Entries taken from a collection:
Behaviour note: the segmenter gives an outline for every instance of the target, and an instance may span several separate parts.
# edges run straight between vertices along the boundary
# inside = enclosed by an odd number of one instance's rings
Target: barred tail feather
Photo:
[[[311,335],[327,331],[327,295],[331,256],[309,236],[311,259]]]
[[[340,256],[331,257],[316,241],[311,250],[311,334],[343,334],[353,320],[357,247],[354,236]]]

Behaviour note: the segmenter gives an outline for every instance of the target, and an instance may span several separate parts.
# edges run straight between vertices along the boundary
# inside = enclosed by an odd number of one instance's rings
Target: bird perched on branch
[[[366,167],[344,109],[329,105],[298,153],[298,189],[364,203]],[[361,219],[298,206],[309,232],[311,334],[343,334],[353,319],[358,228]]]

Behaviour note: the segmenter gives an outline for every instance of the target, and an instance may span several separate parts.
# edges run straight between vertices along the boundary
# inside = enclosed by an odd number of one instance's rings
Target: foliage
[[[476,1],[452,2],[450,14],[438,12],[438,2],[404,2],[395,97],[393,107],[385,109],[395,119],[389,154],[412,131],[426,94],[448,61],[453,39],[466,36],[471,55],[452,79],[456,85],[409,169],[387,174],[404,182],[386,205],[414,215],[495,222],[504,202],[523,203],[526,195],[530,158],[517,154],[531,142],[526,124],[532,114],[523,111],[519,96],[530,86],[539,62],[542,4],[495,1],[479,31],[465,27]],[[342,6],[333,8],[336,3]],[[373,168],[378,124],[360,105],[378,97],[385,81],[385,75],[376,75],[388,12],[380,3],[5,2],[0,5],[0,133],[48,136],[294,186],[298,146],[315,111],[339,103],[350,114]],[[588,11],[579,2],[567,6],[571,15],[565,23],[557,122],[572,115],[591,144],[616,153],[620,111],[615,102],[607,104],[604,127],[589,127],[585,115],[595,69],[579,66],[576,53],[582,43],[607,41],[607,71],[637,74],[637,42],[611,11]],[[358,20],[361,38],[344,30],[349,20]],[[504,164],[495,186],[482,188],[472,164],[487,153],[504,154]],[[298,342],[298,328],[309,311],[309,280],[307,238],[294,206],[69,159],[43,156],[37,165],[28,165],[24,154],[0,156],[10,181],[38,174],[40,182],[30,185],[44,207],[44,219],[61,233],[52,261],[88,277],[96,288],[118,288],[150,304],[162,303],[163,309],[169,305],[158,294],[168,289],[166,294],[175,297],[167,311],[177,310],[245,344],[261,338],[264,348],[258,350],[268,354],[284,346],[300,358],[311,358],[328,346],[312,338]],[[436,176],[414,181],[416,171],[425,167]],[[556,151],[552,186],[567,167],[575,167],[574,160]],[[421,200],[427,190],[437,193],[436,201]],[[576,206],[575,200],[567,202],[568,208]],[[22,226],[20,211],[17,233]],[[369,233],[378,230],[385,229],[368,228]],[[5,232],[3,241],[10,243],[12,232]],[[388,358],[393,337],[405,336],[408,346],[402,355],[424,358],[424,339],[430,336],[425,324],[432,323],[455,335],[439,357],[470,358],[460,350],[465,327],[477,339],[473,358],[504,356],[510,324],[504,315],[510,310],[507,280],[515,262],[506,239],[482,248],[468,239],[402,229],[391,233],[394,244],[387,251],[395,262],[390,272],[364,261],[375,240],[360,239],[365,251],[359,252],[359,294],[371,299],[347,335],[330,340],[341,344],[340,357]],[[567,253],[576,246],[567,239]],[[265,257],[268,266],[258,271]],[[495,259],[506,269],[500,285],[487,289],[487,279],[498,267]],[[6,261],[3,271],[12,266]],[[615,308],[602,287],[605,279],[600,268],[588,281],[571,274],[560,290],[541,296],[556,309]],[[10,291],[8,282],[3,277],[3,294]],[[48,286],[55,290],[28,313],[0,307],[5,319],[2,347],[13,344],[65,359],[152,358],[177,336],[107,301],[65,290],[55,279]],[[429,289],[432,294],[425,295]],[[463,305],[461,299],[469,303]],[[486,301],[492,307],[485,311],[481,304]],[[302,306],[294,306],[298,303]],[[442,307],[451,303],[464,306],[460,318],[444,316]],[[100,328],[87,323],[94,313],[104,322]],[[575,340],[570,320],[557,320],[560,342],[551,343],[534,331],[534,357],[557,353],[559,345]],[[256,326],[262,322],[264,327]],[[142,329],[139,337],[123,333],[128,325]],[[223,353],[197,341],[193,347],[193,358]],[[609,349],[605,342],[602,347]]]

ASSIGNED TASK:
Nothing in the data may be left out. Copy all of it exactly.

YOUR SOLUTION:
Behaviour note: the segmenter gives an outline for every instance of the target, and an instance may span several separate parts.
# edges run straight between vertices along the boundary
# inside = enclosed by an odd number of one instance's rings
Target: barred tail feather
Photo:
[[[311,335],[327,331],[327,295],[331,256],[309,236],[311,259]]]
[[[340,256],[331,257],[316,241],[311,250],[311,334],[343,334],[353,320],[357,247],[354,236]]]

Behaviour note: the segmenter gives an outline for every instance of the target, and an instance may span several separate parts.
# edges run straight between vertices along the boundary
# inside = enclosed by an odd number of one instance's rings
Target: bird perched on branch
[[[366,167],[344,109],[329,105],[298,153],[298,189],[364,203]],[[361,219],[298,206],[309,232],[311,334],[343,334],[353,319],[358,228]]]

Behaviour note: the segmenter gives an outline for every instance of the target, and an instance may span several separate parts.
# edges run straight between vertices along the boundary
# inside = enclosed by an odd number of one instance's rings
Target: foliage
[[[476,1],[452,2],[450,14],[438,12],[438,2],[404,2],[395,97],[393,107],[385,109],[395,119],[389,154],[412,131],[426,94],[448,61],[453,39],[466,36],[471,55],[452,79],[456,85],[409,169],[387,174],[404,182],[386,205],[414,215],[495,222],[504,202],[523,203],[526,195],[530,158],[517,154],[531,142],[526,124],[532,114],[523,111],[519,96],[530,86],[539,62],[542,4],[495,1],[479,31],[465,27]],[[342,6],[333,8],[336,3]],[[373,168],[378,124],[360,105],[378,97],[385,81],[385,75],[376,75],[388,12],[380,3],[5,2],[0,5],[0,133],[48,136],[294,186],[298,146],[315,111],[339,103],[350,114]],[[588,11],[579,2],[567,6],[571,15],[565,23],[557,122],[572,115],[591,144],[616,153],[620,111],[615,102],[607,104],[604,127],[589,127],[585,115],[595,69],[579,66],[576,53],[582,43],[607,41],[607,71],[637,74],[637,42],[611,11]],[[358,20],[361,38],[344,30],[349,20]],[[504,164],[495,186],[482,188],[472,164],[487,153],[504,154]],[[298,342],[298,328],[309,311],[309,280],[307,238],[294,206],[69,159],[43,156],[37,165],[28,165],[24,154],[0,156],[10,181],[38,174],[40,182],[30,185],[44,207],[44,219],[61,233],[52,261],[88,277],[96,288],[118,288],[150,304],[162,303],[163,309],[169,305],[158,294],[168,289],[166,294],[175,297],[167,311],[177,310],[245,344],[261,338],[264,348],[258,350],[268,354],[284,346],[300,358],[311,358],[328,346],[312,338]],[[436,176],[414,181],[416,171],[425,167]],[[556,151],[552,186],[567,167],[575,167],[574,160]],[[421,200],[427,190],[437,193],[436,201]],[[576,206],[575,200],[567,202],[568,208]],[[22,226],[20,211],[17,233]],[[369,233],[378,230],[385,229],[368,228]],[[5,232],[3,241],[10,243],[12,232]],[[388,358],[393,337],[405,336],[408,346],[402,355],[424,358],[424,339],[430,336],[425,324],[432,323],[455,335],[439,357],[470,358],[460,350],[465,327],[477,339],[473,358],[504,356],[510,324],[504,315],[510,310],[507,280],[515,262],[506,239],[482,248],[468,239],[402,229],[391,233],[394,244],[387,251],[395,262],[390,272],[364,261],[375,240],[360,239],[365,251],[359,252],[359,294],[371,299],[347,335],[330,340],[341,344],[340,357]],[[567,253],[576,246],[567,239]],[[265,257],[268,266],[258,271]],[[495,259],[506,269],[500,285],[487,289],[487,279],[498,267]],[[6,261],[3,271],[12,266]],[[615,308],[602,287],[605,279],[600,268],[588,281],[571,274],[560,290],[541,296],[556,309]],[[10,291],[8,282],[3,277],[3,294]],[[48,286],[55,290],[28,313],[0,307],[5,319],[2,347],[13,344],[65,359],[152,358],[177,336],[107,301],[65,290],[55,279]],[[429,289],[432,294],[425,295]],[[463,305],[461,299],[469,303]],[[486,301],[492,307],[485,311],[481,304]],[[302,306],[294,306],[298,303]],[[442,307],[451,303],[464,306],[460,318],[444,316]],[[100,328],[87,323],[94,313],[104,322]],[[575,340],[570,320],[557,320],[560,342],[551,343],[534,331],[534,357],[557,353],[559,345]],[[256,326],[262,322],[264,327]],[[142,329],[139,337],[123,333],[128,325]],[[223,353],[197,341],[193,347],[193,358]],[[609,349],[605,342],[602,347]]]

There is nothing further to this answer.